> [REQUIRED TASK]: Convert the lines from the one containing "label the green microgreen, a" through the one containing "label the green leaf, a point per instance.", both included, into a JSON list of strings with one string per line, skipping blank lines and omitting the pictures.

===== MATERIAL FOR THIS TASK =====

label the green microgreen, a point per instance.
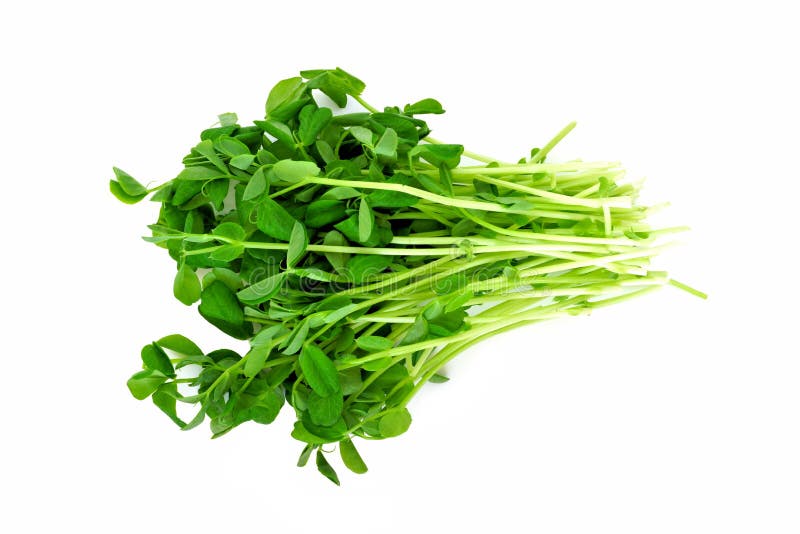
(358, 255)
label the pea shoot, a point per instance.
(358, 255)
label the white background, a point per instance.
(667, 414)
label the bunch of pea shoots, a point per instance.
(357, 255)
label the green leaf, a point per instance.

=====
===== MATERIAL FOR THIS TASK =====

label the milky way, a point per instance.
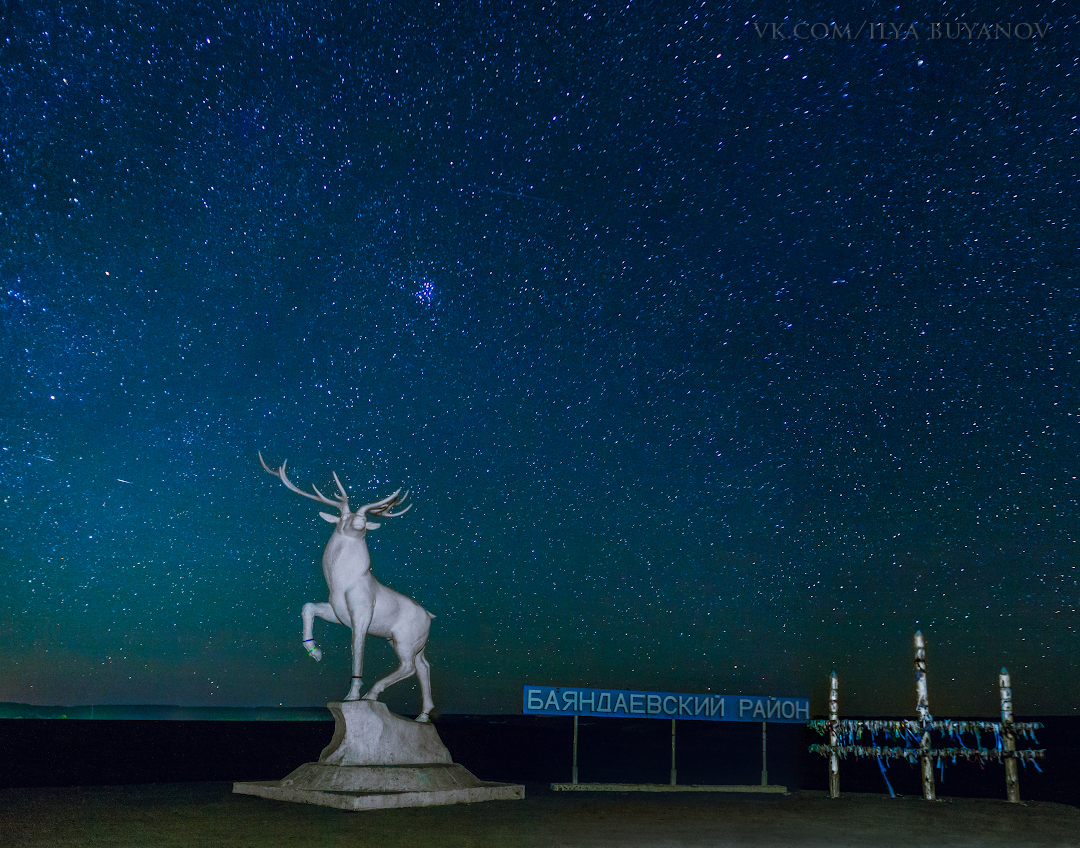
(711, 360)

=====
===== MATERIAL FOR THIS TASK =====

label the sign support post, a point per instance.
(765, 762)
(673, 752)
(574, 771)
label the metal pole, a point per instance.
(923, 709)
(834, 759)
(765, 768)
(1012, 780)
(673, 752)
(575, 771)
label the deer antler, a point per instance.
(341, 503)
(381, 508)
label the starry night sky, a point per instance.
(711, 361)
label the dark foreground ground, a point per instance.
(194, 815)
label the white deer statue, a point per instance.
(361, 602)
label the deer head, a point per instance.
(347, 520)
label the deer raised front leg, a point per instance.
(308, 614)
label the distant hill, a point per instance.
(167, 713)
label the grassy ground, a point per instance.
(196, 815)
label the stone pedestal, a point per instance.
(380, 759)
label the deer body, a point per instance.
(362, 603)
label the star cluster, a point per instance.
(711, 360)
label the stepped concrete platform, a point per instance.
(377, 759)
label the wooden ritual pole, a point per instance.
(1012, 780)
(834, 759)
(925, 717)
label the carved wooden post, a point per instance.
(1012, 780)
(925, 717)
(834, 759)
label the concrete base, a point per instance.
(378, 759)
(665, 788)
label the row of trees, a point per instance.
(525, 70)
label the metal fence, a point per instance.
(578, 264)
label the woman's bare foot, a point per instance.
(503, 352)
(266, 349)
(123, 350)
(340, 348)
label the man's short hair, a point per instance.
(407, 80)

=====

> [PROBLEM SOLUTION]:
[
  "label the green microgreen, a point per instance.",
  "(358, 255)",
  "label the pea shoot, a point per instance.",
  "(358, 255)",
  "label the white background, a point per instance.",
  "(667, 414)",
  "label the bunch of pea shoots, a point per instance.",
  "(357, 255)",
  "label the green leaf, a point per instance."
]